To survive a Rule 12(b)(6) motion, a plaintiff's allegations must contain "sufficient factual matter, accepted as true, to 'state a claim to relief that is plausible on its face.'" Ashcroft v. Iqbal, 556 U.S. 662, 678 (2009) (quoting Bell Atl. Corp. v. Twombly, 550 U.S. 544, 570 (2007)). A pleading is deficient and may be dismissed under Rule 12(b)(6) if a plaintiff fails "to state a claim upon which relief can be granted." Fed. R. Civ. P. 12(b)(6). Rule 12(b)(6) is read in conjunction with Rule 8(a), which requires "a short and plain statement of the claim showing that the pleader is entitled to relief." Fed. R. Civ. P. 8(a)(2). Rule 8 "does not require 'detailed factual allegations,' but it demands more than an unadorned, the-defendant-unlawfully-harmed-me accusation." Iqbal, 556 U.S. at 678 (quoting Twombly, 550 U.S. at 555).
While legal conclusions can provide the framework of a complaint, they must be supported by factual allegations. Iqbal, 556 U.S. at 679. A claim "has facial plausibility when the plaintiff pleads factual content that allows the court to draw the reasonable inference that the defendant is liable for the misconduct alleged." Id. at 678 (citing Twombly, 550 U.S. at 556). "The plausibility standard is not akin to a 'probability requirement,' but it asks for more than a sheer possibility that a defendant has acted unlawfully." Id. (quoting Twombly, 550 U.S. at 556).

Point annotations for photos:
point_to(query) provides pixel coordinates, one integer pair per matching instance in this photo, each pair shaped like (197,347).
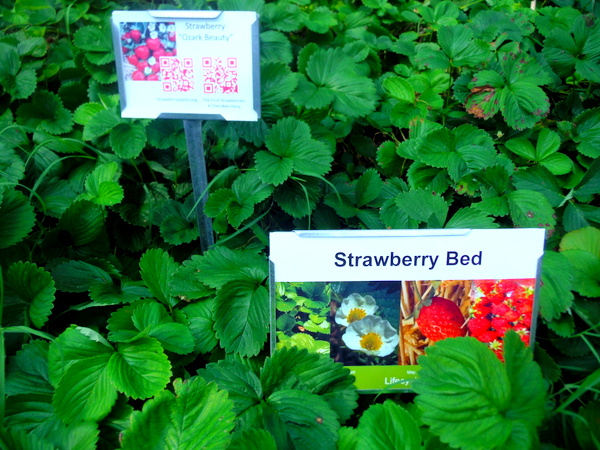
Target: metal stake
(193,136)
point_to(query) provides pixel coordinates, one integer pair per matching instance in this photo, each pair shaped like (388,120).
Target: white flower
(355,307)
(371,335)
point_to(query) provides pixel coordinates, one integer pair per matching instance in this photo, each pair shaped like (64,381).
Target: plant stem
(2,352)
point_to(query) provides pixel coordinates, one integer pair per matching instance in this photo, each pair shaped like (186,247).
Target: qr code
(220,75)
(177,74)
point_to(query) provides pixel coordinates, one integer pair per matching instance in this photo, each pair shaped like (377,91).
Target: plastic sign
(375,300)
(188,64)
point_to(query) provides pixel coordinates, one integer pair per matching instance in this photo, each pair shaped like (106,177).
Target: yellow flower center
(356,314)
(371,341)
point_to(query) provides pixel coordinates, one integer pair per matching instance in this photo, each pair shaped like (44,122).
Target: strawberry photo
(143,44)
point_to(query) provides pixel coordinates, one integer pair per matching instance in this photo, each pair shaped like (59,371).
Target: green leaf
(46,113)
(201,325)
(139,369)
(197,416)
(303,426)
(582,248)
(27,371)
(321,19)
(18,440)
(19,83)
(274,47)
(102,185)
(252,440)
(530,209)
(539,179)
(283,16)
(334,73)
(84,223)
(387,425)
(400,89)
(12,168)
(423,206)
(237,378)
(85,391)
(78,276)
(186,283)
(241,317)
(292,149)
(458,44)
(220,265)
(157,269)
(555,294)
(461,150)
(17,218)
(314,373)
(471,218)
(101,123)
(587,132)
(93,39)
(128,139)
(176,229)
(29,290)
(471,400)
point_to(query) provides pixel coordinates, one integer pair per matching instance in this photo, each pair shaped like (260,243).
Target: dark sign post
(193,137)
(190,65)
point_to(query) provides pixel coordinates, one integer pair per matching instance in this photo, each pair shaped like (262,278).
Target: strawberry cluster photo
(143,44)
(484,309)
(499,306)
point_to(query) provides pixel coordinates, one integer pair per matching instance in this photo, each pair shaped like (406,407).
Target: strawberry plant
(116,331)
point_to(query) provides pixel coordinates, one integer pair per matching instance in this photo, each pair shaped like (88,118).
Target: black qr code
(177,74)
(220,75)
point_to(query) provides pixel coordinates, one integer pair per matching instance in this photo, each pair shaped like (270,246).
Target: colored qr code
(220,75)
(177,74)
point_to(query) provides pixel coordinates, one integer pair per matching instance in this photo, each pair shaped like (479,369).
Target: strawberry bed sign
(376,300)
(188,64)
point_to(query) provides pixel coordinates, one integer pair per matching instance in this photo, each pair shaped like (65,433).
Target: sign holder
(193,137)
(190,65)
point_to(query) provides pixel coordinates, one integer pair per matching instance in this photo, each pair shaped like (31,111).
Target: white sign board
(188,64)
(374,300)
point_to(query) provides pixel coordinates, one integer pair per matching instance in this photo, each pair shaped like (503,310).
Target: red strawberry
(478,326)
(136,36)
(138,75)
(142,52)
(488,336)
(153,44)
(441,319)
(159,52)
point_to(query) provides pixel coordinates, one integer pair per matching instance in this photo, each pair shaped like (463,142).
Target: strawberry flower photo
(371,335)
(355,307)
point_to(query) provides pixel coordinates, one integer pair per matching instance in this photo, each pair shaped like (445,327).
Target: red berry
(441,319)
(488,336)
(512,316)
(136,36)
(159,52)
(142,52)
(478,326)
(138,75)
(500,309)
(153,44)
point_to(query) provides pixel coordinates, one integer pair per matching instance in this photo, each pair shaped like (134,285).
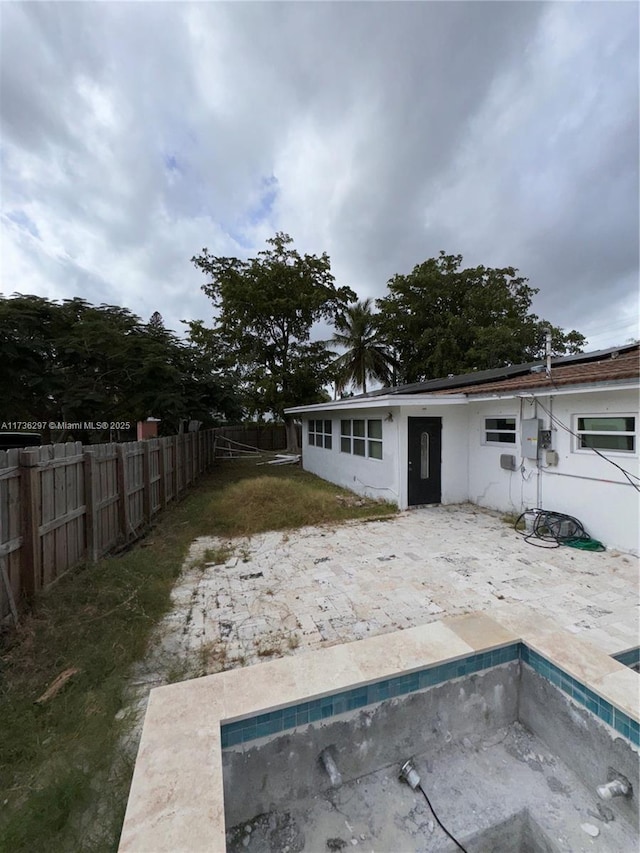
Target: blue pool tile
(263,729)
(628,658)
(605,711)
(290,719)
(339,705)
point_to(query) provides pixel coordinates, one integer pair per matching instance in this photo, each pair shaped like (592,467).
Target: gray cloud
(133,135)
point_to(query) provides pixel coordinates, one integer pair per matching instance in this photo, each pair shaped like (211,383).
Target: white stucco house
(508,439)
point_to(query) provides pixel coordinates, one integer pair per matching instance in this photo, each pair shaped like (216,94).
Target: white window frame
(486,430)
(323,437)
(365,440)
(608,451)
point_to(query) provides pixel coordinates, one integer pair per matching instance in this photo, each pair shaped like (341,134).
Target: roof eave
(546,391)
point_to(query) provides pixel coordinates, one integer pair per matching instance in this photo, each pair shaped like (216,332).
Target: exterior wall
(454,455)
(582,484)
(375,478)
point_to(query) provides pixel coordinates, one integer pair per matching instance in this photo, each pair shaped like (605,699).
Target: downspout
(538,468)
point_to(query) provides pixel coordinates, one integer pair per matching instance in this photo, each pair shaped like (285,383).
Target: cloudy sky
(135,134)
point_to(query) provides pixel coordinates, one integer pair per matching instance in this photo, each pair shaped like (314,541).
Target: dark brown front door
(424,439)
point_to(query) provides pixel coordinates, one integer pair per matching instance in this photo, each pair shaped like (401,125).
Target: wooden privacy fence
(65,504)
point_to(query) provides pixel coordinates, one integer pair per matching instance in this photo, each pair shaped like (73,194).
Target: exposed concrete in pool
(177,798)
(485,791)
(491,779)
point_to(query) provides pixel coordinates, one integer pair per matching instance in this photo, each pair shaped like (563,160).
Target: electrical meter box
(545,439)
(529,432)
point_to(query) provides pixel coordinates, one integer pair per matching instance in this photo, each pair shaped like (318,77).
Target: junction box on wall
(529,437)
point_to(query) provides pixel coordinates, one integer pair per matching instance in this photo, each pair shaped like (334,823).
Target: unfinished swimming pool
(513,753)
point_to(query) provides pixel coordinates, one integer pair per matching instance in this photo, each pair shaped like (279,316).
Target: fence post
(30,487)
(161,472)
(123,503)
(91,515)
(146,481)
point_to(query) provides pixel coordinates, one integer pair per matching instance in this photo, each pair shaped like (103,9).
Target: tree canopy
(265,309)
(441,319)
(75,362)
(366,356)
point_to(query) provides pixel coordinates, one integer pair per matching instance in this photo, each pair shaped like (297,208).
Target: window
(362,437)
(500,430)
(320,434)
(607,432)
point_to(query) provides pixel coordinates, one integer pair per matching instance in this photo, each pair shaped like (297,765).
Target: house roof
(603,366)
(611,367)
(464,382)
(585,367)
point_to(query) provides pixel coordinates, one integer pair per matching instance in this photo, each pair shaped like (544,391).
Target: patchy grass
(283,498)
(64,774)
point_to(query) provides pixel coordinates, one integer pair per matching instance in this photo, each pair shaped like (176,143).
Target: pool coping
(176,797)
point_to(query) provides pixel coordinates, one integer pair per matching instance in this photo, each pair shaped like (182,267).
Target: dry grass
(276,502)
(64,777)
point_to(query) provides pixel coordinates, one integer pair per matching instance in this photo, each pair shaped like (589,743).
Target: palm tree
(366,355)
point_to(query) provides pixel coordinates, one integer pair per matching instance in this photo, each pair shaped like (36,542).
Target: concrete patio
(281,593)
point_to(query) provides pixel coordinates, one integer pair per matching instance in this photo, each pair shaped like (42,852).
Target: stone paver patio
(320,586)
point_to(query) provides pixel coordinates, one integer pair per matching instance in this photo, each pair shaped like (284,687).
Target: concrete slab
(322,586)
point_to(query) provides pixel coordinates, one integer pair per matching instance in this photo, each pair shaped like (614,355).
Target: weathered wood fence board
(265,437)
(65,504)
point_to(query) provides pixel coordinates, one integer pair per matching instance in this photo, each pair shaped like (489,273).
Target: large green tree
(75,362)
(366,356)
(265,308)
(442,319)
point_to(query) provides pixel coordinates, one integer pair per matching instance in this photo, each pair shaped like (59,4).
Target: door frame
(436,422)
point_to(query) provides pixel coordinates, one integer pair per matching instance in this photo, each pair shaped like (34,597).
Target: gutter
(516,393)
(386,401)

TASK INSTRUCTIONS: Copy the pleading-standards text starting with "To survive a" and going on through "U.S. at 555).", swapping in "claimant" wherever "plaintiff" appears. Work only from the pleading-standards text.

RIGHT ANSWER:
To survive a Rule 12(b)(6) motion, a claimant's allegations must contain "sufficient factual matter, accepted as true, to 'state a claim to relief that is plausible on its face.'" Ashcroft v. Iqbal, 556 U.S. 662, 678 (2009) (quoting Bell Atl. Corp. v. Twombly, 550 U.S. 544, 570 (2007)). A pleading is deficient and may be dismissed under Rule 12(b)(6) if a claimant fails "to state a claim upon which relief can be granted." Fed. R. Civ. P. 12(b)(6). Rule 12(b)(6) is read in conjunction with Rule 8(a), which requires "a short and plain statement of the claim showing that the pleader is entitled to relief." Fed. R. Civ. P. 8(a)(2). Rule 8 "does not require 'detailed factual allegations,' but it demands more than an unadorned, the-defendant-unlawfully-harmed-me accusation." Iqbal, 556 U.S. at 678 (quoting Twombly, 550 U.S. at 555).